-------- Text shown --------

The Promise of DNA-based Storage
…or How to Put the Internet in a Van…
One of the foremost issues facing science and industry today is storing the ever-increasing amounts of data that are created globally. Google’s Eric Schmidt claims that every two days humanity generates as much information as it did from the dawn of civilization up until 2003. There may be a way to address this challenge thanks to the world’s oldest storage medium – DNA. Studies conducted by pioneering researchers George Church, a professor of genetics at Harvard Medical School, and Ewan Birney, associate director of the European Bioinformatics Institute (EBI), show DNA-based storage to be remarkably effective and efficient.
Delivering the keynote talk for the EUDAT 2nd Conference in October of last year, Ewan Birney discussed the exciting activity that is occurring at the intersection of biology and big data science. In an interview with ISGTW, Birney shares additional details about his DNA encoding projects, working with source material like Shakespeare’s sonnets, an excerpt from Martin Luther King’s ‘I have a dream’ speech, a PDF of Watson and Crick’s famous paper describing the double helix structure of DNA, a picture of the EBI, and a piece of code that explains the encoding procedure.

--------

» **Instructions to follow**
Name each piece of source material that the text on DNA-based storage says Ewan Birney's encoding projects worked with.

-------- Dataset --------

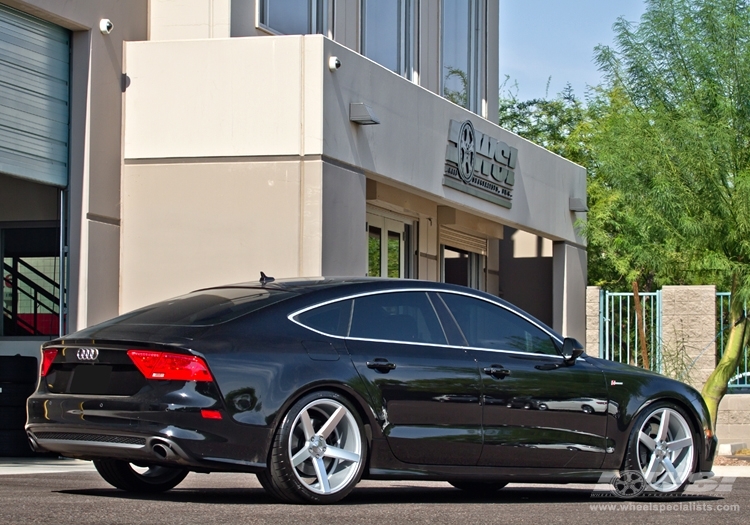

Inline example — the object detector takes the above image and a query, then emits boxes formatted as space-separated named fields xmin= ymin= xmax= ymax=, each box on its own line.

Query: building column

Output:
xmin=552 ymin=242 xmax=587 ymax=341
xmin=661 ymin=285 xmax=716 ymax=390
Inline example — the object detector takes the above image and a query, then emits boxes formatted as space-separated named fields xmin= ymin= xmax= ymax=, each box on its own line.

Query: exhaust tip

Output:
xmin=151 ymin=443 xmax=172 ymax=459
xmin=26 ymin=432 xmax=40 ymax=452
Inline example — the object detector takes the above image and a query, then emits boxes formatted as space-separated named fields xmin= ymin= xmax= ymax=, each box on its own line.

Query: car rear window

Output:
xmin=106 ymin=288 xmax=297 ymax=326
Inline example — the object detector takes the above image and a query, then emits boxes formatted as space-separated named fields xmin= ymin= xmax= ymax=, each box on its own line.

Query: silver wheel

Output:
xmin=635 ymin=406 xmax=695 ymax=492
xmin=288 ymin=398 xmax=364 ymax=495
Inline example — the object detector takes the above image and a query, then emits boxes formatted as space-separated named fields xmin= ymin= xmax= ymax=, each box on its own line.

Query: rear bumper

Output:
xmin=26 ymin=391 xmax=271 ymax=472
xmin=26 ymin=425 xmax=266 ymax=472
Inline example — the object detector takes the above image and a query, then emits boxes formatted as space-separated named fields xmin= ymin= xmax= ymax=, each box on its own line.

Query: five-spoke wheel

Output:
xmin=258 ymin=392 xmax=367 ymax=503
xmin=626 ymin=404 xmax=697 ymax=492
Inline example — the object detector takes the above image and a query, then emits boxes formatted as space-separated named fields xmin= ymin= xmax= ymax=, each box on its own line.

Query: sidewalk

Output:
xmin=0 ymin=458 xmax=96 ymax=476
xmin=0 ymin=458 xmax=750 ymax=478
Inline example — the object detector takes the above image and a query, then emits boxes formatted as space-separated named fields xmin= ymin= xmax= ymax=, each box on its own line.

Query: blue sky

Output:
xmin=500 ymin=0 xmax=645 ymax=100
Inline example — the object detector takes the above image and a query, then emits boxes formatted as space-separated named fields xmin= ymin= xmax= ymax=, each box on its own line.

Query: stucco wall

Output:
xmin=320 ymin=37 xmax=586 ymax=246
xmin=3 ymin=0 xmax=149 ymax=331
xmin=661 ymin=286 xmax=716 ymax=390
xmin=120 ymin=161 xmax=322 ymax=312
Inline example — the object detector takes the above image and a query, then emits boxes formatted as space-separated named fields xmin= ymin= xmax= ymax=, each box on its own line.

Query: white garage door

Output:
xmin=0 ymin=5 xmax=70 ymax=187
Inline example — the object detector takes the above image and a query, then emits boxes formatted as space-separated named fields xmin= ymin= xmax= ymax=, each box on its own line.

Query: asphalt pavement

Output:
xmin=0 ymin=459 xmax=750 ymax=525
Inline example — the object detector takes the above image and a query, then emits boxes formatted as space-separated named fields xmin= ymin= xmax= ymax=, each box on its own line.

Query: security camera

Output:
xmin=99 ymin=18 xmax=115 ymax=35
xmin=328 ymin=57 xmax=341 ymax=72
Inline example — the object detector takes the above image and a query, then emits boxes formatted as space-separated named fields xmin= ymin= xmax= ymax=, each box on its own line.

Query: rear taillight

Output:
xmin=39 ymin=348 xmax=57 ymax=377
xmin=128 ymin=350 xmax=213 ymax=381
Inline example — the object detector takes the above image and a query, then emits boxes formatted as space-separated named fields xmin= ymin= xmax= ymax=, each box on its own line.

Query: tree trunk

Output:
xmin=701 ymin=309 xmax=750 ymax=429
xmin=633 ymin=281 xmax=651 ymax=370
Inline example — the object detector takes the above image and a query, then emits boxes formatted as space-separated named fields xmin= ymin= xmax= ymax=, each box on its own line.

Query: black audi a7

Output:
xmin=26 ymin=276 xmax=716 ymax=503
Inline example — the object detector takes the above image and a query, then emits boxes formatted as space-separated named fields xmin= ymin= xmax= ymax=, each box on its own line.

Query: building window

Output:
xmin=440 ymin=245 xmax=487 ymax=290
xmin=258 ymin=0 xmax=328 ymax=35
xmin=441 ymin=0 xmax=482 ymax=112
xmin=362 ymin=0 xmax=415 ymax=79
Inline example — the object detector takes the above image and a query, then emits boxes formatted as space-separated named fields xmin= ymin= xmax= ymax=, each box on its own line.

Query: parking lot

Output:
xmin=0 ymin=460 xmax=750 ymax=525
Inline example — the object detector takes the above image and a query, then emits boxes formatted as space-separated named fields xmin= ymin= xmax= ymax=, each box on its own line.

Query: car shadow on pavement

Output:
xmin=55 ymin=485 xmax=723 ymax=505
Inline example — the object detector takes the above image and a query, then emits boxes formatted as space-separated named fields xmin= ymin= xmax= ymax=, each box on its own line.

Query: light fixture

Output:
xmin=99 ymin=18 xmax=115 ymax=35
xmin=328 ymin=57 xmax=341 ymax=73
xmin=349 ymin=102 xmax=380 ymax=126
xmin=568 ymin=197 xmax=589 ymax=212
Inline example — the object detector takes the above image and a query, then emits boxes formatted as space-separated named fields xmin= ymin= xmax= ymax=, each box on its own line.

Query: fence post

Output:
xmin=585 ymin=286 xmax=601 ymax=357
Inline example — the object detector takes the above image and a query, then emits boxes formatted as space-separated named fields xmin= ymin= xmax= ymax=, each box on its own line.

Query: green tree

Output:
xmin=498 ymin=77 xmax=590 ymax=165
xmin=586 ymin=0 xmax=750 ymax=422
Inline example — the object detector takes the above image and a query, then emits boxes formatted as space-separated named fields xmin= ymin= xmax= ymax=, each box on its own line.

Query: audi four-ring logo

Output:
xmin=76 ymin=348 xmax=99 ymax=361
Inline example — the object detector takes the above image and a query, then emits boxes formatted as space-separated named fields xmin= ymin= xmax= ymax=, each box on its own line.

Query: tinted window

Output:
xmin=440 ymin=294 xmax=558 ymax=355
xmin=349 ymin=292 xmax=445 ymax=344
xmin=94 ymin=288 xmax=295 ymax=327
xmin=297 ymin=300 xmax=352 ymax=336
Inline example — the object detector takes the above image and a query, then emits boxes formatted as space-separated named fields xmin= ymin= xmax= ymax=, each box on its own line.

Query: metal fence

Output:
xmin=599 ymin=290 xmax=662 ymax=372
xmin=599 ymin=290 xmax=750 ymax=393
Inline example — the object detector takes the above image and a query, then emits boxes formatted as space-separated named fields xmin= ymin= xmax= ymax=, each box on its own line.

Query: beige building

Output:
xmin=0 ymin=0 xmax=586 ymax=355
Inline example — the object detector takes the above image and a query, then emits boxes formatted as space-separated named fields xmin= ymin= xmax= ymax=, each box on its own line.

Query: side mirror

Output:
xmin=563 ymin=337 xmax=583 ymax=366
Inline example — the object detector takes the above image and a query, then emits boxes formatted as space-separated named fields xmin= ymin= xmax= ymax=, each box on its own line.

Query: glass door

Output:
xmin=367 ymin=213 xmax=414 ymax=279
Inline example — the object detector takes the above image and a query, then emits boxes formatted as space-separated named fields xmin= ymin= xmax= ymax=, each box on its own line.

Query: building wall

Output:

--------

» **Final answer**
- Shakespeare's sonnets
- An excerpt from Martin Luther King's "I have a dream" speech
- A PDF of Watson and Crick's famous paper describing the double helix structure of DNA
- A picture of the EBI
- A piece of code that explains the encoding procedure